Start of Data provided

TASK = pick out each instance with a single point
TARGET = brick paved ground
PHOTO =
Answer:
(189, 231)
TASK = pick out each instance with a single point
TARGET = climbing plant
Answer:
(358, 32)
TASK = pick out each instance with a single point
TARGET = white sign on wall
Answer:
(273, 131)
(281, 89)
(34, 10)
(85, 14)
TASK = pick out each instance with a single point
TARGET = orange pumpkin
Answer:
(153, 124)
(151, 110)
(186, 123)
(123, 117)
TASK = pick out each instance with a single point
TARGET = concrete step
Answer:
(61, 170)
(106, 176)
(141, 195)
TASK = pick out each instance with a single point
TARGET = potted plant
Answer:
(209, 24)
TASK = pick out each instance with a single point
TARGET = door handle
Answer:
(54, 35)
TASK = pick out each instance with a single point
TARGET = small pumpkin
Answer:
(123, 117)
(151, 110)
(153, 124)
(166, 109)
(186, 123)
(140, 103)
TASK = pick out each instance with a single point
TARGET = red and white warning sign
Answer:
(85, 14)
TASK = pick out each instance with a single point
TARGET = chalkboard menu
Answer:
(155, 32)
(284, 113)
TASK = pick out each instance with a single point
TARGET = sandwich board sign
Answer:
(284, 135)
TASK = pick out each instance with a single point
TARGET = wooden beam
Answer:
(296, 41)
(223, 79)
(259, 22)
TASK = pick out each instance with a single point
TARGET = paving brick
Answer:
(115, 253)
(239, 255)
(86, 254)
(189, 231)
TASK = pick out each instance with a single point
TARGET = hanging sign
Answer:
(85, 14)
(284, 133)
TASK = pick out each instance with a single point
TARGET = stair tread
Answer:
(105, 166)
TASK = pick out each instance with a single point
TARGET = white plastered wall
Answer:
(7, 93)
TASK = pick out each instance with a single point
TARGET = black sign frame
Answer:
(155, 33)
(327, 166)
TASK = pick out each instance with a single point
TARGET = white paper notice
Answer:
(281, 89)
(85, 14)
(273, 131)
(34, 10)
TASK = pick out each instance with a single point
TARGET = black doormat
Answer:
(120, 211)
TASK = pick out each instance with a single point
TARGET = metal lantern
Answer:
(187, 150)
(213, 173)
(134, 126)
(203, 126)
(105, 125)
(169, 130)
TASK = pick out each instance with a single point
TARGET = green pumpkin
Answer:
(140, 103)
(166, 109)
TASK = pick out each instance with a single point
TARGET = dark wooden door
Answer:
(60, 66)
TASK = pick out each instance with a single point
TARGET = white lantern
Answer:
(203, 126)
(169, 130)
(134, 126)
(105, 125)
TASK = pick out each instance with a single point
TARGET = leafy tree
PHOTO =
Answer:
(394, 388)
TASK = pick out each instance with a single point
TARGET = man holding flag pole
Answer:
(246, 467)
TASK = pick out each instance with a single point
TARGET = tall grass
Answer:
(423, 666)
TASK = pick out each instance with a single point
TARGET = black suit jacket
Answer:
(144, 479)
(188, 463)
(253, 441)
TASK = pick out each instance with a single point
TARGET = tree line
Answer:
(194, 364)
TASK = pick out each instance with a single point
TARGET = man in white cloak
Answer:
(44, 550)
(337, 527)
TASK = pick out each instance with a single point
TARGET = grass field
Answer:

End of Data provided

Try it:
Each line of the listing has to be repeated exactly in the reply.

Response area:
TASK = pick out each instance with a single point
TARGET = brick paved ground
PHOTO =
Answer:
(189, 231)
TASK = pick out each instance with a single point
TARGET = climbing plant
Answer:
(358, 32)
TASK = pick out each instance with a single point
TARGET = white sign on wall
Answer:
(273, 131)
(281, 89)
(34, 10)
(85, 14)
TASK = pick out each instance with a single point
TARGET = orange pumpkin
Answer:
(153, 124)
(151, 110)
(186, 123)
(123, 117)
TASK = pick out each instance with a single point
TARGET = concrete step
Answer:
(61, 170)
(106, 176)
(141, 195)
TASK = pick out each instance with a single point
TARGET = potted plant
Answer:
(209, 24)
TASK = pick out each instance with a single point
TARGET = door handle
Answer:
(54, 35)
TASK = pick out each instance with a single point
TARGET = small pumpkin
Answer:
(123, 117)
(151, 110)
(153, 124)
(166, 109)
(186, 123)
(140, 103)
TASK = pick out each instance with a single point
TARGET = red and white warning sign
Answer:
(85, 14)
TASK = pick out each instance with a single point
TARGET = chalkboard menu
Answer:
(155, 32)
(284, 113)
TASK = pick out each instance with a single point
TARGET = sandwich board sign
Answer:
(284, 135)
TASK = pick out each instance with a single point
TARGET = wooden beam
Answer:
(296, 41)
(223, 79)
(259, 22)
TASK = pick out each instance with a single point
TARGET = paving brick
Answer:
(115, 253)
(239, 255)
(86, 254)
(189, 231)
TASK = pick out each instance with a single point
TARGET = hanging sign
Answer:
(85, 14)
(284, 133)
TASK = pick out each instance with a single point
TARGET = stair tread
Answer:
(105, 166)
TASK = pick out each instance with a single point
TARGET = white plastered wall
Answer:
(7, 93)
TASK = pick out each instance with a single point
TARGET = black sign frame
Answer:
(155, 33)
(327, 166)
TASK = pick out each instance with a single point
TARGET = white paper notice
Answer:
(281, 89)
(85, 14)
(273, 131)
(34, 10)
TASK = pick out each instance with a single point
TARGET = black doormat
Answer:
(120, 211)
TASK = pick out each instance with a single point
TARGET = metal lantern
Answer:
(187, 150)
(213, 173)
(134, 126)
(203, 126)
(105, 125)
(169, 130)
TASK = pick out each instance with a single point
TARGET = green pumpkin
Answer:
(140, 103)
(166, 109)
TASK = pick out each instance with a single point
TARGET = dark wooden door
Answer:
(60, 66)
TASK = pick out each instance with a single point
TARGET = white lantern
Answer:
(203, 126)
(169, 130)
(134, 126)
(105, 125)
TASK = pick out each instance with a single point
TARGET = leafy tree
PHOTO =
Answer:
(394, 388)
TASK = pick out each instance with a single point
TARGET = man holding flag pole
Answer:
(246, 467)
TASK = pick out each instance with a single point
TARGET = tall grass
Answer:
(423, 666)
TASK = pick out each instance with a single point
TARGET = black suit jacket
Answer:
(144, 479)
(188, 463)
(253, 441)
TASK = pick out each instance with a single point
TARGET = tree line
Answer:
(194, 364)
TASK = pick out each instance with a single point
TARGET = man in white cloak
Answer:
(44, 550)
(337, 527)
TASK = pick out each instance with a single point
TARGET = grass field
Answer:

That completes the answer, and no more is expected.